# [Exercise instructions]
Can you retype these rows exactly, character for character?
== Records provided ==
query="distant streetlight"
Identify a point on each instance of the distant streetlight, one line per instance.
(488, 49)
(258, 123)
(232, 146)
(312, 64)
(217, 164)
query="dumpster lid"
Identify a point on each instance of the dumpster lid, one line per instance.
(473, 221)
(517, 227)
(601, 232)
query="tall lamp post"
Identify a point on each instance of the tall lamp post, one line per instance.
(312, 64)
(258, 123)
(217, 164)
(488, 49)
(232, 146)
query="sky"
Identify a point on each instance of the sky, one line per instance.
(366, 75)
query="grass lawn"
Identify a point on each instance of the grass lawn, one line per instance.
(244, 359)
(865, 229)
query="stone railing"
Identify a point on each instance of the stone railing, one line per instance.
===
# [Task result]
query="distant streetlight"
Identify a point on each instance of the distant streetlight, one line per instance.
(488, 49)
(258, 123)
(232, 146)
(312, 64)
(217, 164)
query="dumpster lid"
Identify a point on each instance of the dumpster lid, one line per instance.
(473, 221)
(517, 227)
(601, 232)
query="tall lamp post"
Identify a point on each instance of the tall lamp post, one line per instance.
(312, 64)
(258, 123)
(217, 164)
(488, 49)
(232, 146)
query="sky"
Identify a point on each instance of the sky, one line per instance.
(366, 75)
query="grass lawn"
Identify a point on each instance of the grass lawn, one line per instance.
(244, 359)
(865, 229)
query="stone railing"
Identify a point on each instance of the stone railing, one line per instance.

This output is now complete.